The biggest complaint against using greylisting is that it will almost certainly cause some email to be delayed. The first message from a particular sender at a particular location will, under most circumstances, take at least an hour to be delivered. If a user is on the telephone with the recipient and an email is sent, the email won't immediately come through unless the sender is already in the greylist. This has happened to me only once in the 3 months we've been using greylisting. Some users may be intolerant of this delay. The good news is that some greylist implementations allow you to configure the greylisting on a per-user basis.

Many greylisting implementations have a "learning" mode to help decrease delayed email from legitimate senders when greylisting is first turned on. In learning mode, the greylist goes through all the motions but never rejects messages. The database is then primed with frequent senders. Run in learning mode for the first few days or weeks to reduce the impact to your users.

Outgoing mail may also be delayed because of a technique called "SMTP callbacks". SMTP callbacks are used by some mail servers to try to combat forged sender addresses. When a mail server gets a message claiming to be from a particular user, a connection is made to a mail server for that domain to check that it will accept email for that sender address. If this happens from one of your users, the greylisting software may cause the remote server to deny the message until after the greylisting period expires.

SMTP callbacks should be made obsolete by SPF (Sender Policy Framework), so this will become less and less of a problem for greylisting hosts.

A bigger problem is caused by mail servers that randomly use IP addresses in a pool for sending a particular message or that vary the sender address with every message or every mail attempt. For example, Google's Gmail will usually connect from a different IP address each time it tries to re-deliver a message. Some mailing lists will try to track bounces to individual messages so that every message sent will have a different sender address.

A whitelist is kept of the known addresses for which this is an issue, so that messages from affected providers can bypass greylisting. Another recommendation is that, instead of using the literal IP address of the sender as part of the triple, one could mask off the address to the top 24 bits, for example, without dramatically reducing the effectiveness.

The final drawback to consider is that greylisting MUST be implemented on ALL outward-facing SMTP servers for a domain. This is because the remote IP address is an important part of greylisting.

◆ **Given information**

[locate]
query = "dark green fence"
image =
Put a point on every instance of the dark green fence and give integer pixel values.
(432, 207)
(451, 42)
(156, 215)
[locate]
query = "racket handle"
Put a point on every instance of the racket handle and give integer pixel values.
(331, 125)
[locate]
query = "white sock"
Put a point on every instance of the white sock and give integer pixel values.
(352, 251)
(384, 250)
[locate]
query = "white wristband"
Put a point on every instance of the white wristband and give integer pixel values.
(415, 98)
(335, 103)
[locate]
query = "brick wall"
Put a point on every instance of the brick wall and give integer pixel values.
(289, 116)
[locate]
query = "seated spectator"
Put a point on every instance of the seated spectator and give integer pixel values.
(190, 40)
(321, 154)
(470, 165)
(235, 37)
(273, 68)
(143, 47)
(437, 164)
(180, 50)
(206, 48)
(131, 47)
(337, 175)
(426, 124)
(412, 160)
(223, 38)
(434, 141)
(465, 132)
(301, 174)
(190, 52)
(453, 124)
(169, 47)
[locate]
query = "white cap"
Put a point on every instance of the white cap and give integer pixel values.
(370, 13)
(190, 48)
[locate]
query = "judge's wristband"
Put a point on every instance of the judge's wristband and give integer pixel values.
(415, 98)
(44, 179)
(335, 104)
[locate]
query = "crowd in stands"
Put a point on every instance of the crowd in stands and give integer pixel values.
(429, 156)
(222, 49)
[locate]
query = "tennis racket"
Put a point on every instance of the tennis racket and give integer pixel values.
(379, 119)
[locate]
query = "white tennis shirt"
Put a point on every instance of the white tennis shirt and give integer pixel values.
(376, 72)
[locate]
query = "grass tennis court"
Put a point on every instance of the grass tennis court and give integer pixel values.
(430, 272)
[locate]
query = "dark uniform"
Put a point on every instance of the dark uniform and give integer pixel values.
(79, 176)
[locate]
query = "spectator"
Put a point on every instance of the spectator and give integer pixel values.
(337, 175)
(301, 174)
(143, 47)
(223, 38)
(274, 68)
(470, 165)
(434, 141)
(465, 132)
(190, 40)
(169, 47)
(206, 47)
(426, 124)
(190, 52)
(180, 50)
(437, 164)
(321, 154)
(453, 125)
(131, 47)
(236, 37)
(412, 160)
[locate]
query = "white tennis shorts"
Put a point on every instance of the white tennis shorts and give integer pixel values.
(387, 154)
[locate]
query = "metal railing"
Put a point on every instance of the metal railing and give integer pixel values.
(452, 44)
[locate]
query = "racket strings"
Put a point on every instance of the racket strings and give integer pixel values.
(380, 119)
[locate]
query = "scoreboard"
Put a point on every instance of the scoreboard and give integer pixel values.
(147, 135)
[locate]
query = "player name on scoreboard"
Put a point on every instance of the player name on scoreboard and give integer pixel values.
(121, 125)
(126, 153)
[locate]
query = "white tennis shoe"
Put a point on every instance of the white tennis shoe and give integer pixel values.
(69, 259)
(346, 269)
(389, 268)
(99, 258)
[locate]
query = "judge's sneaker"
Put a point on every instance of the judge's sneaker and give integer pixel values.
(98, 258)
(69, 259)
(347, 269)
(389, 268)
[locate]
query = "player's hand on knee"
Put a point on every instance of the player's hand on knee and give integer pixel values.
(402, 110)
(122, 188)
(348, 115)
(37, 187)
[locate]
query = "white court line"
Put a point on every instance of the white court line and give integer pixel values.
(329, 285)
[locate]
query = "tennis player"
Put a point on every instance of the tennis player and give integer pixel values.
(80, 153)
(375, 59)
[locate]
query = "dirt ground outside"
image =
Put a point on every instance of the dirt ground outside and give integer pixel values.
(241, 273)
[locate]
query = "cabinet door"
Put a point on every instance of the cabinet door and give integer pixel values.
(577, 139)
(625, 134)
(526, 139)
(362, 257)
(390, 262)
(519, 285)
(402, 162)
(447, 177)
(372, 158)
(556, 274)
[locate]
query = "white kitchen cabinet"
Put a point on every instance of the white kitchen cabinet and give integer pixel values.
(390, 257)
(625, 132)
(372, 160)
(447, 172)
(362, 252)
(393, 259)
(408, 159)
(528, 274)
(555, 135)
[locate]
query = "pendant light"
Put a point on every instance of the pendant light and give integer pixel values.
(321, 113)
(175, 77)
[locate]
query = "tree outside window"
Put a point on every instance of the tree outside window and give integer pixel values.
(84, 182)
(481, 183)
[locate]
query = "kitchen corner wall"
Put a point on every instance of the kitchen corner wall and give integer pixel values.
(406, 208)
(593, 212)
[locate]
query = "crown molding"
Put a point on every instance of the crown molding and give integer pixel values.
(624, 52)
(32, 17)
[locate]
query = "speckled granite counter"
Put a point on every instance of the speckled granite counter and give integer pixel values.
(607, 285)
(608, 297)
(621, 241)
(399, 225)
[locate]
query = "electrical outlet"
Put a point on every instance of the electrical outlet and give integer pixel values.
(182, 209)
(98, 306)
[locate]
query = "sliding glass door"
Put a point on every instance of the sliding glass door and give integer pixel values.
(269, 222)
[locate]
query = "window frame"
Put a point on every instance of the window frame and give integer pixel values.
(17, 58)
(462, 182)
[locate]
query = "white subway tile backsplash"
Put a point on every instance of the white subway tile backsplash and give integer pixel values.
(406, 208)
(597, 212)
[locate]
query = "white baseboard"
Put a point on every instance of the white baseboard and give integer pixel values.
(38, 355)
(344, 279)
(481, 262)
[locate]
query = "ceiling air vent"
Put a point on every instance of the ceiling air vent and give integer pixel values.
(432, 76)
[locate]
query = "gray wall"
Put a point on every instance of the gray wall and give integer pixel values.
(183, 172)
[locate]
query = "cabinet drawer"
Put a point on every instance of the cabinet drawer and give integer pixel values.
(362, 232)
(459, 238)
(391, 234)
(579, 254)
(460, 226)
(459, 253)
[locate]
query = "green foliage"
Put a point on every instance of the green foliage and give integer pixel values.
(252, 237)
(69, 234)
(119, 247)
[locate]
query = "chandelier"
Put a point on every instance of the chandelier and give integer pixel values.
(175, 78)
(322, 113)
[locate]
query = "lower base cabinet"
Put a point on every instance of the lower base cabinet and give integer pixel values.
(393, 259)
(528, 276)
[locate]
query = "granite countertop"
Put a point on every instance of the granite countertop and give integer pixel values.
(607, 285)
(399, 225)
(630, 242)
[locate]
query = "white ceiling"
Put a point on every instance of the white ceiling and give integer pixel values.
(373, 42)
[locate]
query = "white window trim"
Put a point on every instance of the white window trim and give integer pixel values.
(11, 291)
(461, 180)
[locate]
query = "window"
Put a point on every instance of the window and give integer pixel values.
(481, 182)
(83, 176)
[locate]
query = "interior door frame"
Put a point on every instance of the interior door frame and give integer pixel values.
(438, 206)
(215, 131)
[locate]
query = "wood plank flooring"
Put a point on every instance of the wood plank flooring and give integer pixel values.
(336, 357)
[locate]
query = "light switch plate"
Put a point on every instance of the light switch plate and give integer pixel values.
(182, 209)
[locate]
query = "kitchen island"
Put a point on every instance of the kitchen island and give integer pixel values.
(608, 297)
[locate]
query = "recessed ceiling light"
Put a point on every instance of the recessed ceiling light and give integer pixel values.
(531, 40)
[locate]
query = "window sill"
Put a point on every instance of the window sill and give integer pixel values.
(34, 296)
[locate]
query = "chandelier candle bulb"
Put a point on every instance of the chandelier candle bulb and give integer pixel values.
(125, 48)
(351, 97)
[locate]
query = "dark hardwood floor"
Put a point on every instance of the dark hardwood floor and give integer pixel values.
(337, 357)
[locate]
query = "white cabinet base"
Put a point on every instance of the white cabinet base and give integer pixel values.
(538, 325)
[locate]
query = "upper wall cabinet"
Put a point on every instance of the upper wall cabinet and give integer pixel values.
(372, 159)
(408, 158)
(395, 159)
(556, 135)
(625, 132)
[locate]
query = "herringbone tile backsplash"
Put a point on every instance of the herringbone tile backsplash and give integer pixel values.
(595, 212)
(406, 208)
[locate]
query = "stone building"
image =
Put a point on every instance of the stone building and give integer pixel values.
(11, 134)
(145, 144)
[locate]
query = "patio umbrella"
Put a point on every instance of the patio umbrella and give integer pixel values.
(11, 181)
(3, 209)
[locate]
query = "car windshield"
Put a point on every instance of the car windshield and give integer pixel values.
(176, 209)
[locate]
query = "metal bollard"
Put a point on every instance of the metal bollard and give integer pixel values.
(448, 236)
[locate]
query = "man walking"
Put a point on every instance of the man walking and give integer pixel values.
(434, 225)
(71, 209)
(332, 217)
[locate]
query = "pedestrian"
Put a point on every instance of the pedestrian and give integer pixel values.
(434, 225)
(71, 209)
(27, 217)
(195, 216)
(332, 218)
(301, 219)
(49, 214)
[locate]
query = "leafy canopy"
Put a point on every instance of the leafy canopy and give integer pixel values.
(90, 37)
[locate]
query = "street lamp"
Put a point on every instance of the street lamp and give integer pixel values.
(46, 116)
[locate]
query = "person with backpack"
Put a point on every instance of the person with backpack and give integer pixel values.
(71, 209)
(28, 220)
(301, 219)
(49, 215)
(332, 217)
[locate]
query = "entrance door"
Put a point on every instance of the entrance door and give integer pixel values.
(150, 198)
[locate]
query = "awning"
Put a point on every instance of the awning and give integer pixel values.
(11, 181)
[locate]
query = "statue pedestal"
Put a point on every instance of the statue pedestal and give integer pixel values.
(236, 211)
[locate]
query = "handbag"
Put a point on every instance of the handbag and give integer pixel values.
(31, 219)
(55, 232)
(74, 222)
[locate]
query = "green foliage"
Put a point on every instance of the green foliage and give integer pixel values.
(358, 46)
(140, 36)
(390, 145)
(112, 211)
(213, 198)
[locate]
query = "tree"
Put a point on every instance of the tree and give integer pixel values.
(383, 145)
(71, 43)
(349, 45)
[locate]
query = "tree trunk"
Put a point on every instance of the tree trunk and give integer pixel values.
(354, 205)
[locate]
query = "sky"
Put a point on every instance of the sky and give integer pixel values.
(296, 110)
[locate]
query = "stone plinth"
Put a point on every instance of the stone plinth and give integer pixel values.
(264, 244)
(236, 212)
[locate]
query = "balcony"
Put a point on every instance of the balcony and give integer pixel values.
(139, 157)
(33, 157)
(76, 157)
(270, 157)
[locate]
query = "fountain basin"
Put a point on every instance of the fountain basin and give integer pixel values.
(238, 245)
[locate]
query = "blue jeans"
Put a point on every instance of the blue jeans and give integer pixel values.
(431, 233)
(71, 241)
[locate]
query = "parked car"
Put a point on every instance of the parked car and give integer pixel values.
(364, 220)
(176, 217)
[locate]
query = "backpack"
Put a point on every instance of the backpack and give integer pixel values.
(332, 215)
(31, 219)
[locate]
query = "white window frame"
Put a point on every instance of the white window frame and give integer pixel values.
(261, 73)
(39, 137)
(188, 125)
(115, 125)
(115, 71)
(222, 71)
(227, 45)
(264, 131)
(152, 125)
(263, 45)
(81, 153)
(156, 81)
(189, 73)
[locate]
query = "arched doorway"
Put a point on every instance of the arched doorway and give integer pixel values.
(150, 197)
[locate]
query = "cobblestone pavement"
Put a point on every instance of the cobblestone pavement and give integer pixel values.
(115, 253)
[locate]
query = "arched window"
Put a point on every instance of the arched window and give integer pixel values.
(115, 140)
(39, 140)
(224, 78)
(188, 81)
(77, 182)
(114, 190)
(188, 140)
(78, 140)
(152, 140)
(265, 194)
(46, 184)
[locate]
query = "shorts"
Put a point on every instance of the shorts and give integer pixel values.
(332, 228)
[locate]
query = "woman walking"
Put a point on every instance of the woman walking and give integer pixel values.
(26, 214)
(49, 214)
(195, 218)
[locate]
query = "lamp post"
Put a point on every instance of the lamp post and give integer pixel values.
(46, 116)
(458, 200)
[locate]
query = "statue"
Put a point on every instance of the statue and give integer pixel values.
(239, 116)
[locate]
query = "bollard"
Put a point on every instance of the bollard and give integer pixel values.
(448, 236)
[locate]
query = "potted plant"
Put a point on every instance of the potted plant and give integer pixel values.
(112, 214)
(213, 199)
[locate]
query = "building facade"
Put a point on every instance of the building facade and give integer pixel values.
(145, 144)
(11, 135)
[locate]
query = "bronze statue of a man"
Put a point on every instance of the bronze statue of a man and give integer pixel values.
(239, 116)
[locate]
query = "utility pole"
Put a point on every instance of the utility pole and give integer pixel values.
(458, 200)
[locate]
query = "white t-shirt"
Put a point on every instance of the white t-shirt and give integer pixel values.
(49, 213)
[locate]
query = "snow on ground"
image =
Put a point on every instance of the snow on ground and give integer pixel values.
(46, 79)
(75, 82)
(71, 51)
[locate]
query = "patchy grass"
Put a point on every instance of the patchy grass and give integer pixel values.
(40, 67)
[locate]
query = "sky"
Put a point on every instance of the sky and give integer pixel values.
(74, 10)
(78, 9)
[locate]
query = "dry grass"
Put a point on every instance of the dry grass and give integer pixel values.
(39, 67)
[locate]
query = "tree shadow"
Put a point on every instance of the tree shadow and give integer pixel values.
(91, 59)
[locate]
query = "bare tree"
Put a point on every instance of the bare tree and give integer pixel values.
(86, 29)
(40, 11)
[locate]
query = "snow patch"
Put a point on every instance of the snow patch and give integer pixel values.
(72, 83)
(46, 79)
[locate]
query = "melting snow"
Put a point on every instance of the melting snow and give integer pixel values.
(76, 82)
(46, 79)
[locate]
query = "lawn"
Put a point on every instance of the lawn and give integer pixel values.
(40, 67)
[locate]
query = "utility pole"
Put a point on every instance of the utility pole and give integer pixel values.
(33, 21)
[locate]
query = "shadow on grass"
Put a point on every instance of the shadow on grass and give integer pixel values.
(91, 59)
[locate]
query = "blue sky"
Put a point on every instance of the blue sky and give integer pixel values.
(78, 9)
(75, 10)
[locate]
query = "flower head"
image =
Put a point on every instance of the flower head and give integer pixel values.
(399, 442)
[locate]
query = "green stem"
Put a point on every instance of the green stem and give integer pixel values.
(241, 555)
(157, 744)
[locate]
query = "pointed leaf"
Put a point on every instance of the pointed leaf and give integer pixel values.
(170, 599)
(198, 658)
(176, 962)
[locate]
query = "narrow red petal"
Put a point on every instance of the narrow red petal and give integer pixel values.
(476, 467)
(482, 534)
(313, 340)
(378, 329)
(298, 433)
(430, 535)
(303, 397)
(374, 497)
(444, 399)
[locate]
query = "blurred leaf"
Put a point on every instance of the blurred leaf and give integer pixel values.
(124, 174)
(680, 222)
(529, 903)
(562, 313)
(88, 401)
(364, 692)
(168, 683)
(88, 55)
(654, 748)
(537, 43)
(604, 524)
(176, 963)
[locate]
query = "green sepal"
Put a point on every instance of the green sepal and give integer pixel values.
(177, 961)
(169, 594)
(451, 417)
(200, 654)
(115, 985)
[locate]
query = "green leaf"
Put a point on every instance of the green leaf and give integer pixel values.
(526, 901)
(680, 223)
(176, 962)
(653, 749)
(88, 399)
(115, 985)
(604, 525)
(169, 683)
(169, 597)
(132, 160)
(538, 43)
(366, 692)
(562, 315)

◆ **Written exercise 1**
Answer these from the greylisting text:
(a) How long does the first message from a particular sender at a particular location usually take to be delivered, at minimum?
(b) In learning mode, what does the greylist never do to messages?
(c) What does Gmail usually do each time it tries to re-deliver a message?
◆ **Written exercise 2**
Write out again the part of the greylisting text that starts at the words "A whitelist is" and stops after "part of greylisting.".

◆ **Complete output 1**
(a) At least an hour.
(b) It never rejects them.
(c) It connects from a different IP address.

◆ **Complete output 2**
A whitelist is kept of the known addresses for which this is an issue, so that messages from affected providers can bypass greylisting. Another recommendation is that, instead of using the literal IP address of the sender as part of the triple, one could mask off the address to the top 24 bits, for example, without dramatically reducing the effectiveness.

The final drawback to consider is that greylisting MUST be implemented on ALL outward-facing SMTP servers for a domain. This is because the remote IP address is an important part of greylisting.